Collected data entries
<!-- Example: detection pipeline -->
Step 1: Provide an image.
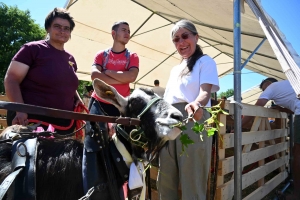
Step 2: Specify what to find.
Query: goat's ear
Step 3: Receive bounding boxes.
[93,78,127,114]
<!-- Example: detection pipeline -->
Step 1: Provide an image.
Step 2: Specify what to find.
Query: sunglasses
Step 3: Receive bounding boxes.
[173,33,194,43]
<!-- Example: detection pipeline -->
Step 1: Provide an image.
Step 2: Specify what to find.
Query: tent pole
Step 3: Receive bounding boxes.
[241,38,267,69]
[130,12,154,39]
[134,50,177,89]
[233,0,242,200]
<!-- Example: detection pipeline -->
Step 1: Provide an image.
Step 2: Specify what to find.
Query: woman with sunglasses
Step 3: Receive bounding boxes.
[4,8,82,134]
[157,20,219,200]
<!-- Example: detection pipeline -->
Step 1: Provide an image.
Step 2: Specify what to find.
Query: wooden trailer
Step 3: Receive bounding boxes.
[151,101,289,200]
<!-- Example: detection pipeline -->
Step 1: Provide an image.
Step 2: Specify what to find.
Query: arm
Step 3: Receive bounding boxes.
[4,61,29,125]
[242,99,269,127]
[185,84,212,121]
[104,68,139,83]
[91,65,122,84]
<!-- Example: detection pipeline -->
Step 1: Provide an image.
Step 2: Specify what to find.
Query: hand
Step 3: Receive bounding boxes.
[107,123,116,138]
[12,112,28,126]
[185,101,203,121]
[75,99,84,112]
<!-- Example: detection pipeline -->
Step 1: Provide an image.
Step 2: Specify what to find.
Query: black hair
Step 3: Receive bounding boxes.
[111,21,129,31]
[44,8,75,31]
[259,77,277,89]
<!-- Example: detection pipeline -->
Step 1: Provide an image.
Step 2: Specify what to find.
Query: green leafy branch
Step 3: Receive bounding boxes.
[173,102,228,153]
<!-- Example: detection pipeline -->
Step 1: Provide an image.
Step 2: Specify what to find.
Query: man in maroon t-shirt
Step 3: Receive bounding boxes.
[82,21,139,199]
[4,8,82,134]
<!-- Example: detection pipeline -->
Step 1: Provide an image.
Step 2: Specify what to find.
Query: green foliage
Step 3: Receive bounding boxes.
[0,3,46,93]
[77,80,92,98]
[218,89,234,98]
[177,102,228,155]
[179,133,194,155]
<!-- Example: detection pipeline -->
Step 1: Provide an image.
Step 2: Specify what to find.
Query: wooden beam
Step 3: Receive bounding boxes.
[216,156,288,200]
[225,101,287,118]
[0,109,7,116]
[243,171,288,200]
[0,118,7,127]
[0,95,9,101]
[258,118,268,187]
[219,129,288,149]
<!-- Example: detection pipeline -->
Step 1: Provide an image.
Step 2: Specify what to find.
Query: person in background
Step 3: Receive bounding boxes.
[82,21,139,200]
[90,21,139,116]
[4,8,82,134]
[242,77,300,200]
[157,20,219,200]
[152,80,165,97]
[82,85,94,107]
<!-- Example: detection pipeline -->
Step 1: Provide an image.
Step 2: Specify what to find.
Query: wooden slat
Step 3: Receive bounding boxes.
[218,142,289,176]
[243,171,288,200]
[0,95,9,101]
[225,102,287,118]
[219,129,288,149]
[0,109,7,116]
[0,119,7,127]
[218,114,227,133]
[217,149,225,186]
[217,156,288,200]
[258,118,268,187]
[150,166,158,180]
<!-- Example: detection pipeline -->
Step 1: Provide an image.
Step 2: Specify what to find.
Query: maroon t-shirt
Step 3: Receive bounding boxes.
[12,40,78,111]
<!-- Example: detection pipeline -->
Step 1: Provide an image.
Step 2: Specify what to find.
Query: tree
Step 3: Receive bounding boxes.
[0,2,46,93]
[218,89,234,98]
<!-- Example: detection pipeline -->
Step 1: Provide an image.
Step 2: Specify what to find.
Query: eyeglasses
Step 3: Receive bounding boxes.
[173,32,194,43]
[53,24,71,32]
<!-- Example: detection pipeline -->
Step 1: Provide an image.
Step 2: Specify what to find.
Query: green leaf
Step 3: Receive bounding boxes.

--

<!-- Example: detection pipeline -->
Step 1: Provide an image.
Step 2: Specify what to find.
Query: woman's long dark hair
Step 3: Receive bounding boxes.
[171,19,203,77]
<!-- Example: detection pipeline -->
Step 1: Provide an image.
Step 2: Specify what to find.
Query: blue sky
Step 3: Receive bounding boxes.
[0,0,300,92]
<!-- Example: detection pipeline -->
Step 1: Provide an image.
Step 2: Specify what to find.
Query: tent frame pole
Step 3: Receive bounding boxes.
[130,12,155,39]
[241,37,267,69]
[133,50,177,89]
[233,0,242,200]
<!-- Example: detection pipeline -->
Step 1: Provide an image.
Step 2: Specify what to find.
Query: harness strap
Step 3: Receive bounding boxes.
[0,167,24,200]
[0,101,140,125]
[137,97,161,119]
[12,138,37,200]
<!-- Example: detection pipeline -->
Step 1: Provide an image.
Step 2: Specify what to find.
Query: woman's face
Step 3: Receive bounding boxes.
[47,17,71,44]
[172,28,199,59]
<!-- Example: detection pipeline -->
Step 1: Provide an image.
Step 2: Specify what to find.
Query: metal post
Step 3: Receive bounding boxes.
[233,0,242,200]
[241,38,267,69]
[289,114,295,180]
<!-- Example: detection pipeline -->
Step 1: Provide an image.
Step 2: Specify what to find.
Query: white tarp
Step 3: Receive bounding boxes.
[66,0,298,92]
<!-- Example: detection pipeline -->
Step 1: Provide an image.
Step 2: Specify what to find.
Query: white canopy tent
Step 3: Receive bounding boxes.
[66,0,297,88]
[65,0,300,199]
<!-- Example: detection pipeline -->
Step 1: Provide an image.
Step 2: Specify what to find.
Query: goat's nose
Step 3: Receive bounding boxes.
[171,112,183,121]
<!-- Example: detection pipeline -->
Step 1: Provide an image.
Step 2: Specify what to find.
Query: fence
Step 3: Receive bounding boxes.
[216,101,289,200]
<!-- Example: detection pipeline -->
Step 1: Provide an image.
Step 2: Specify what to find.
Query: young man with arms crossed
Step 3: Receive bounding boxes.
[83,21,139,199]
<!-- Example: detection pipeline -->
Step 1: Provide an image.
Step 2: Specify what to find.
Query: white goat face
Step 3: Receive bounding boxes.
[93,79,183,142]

**Task objective:** State how many lines in the items contain the string "pole". Give only the number.

**Solution below:** 2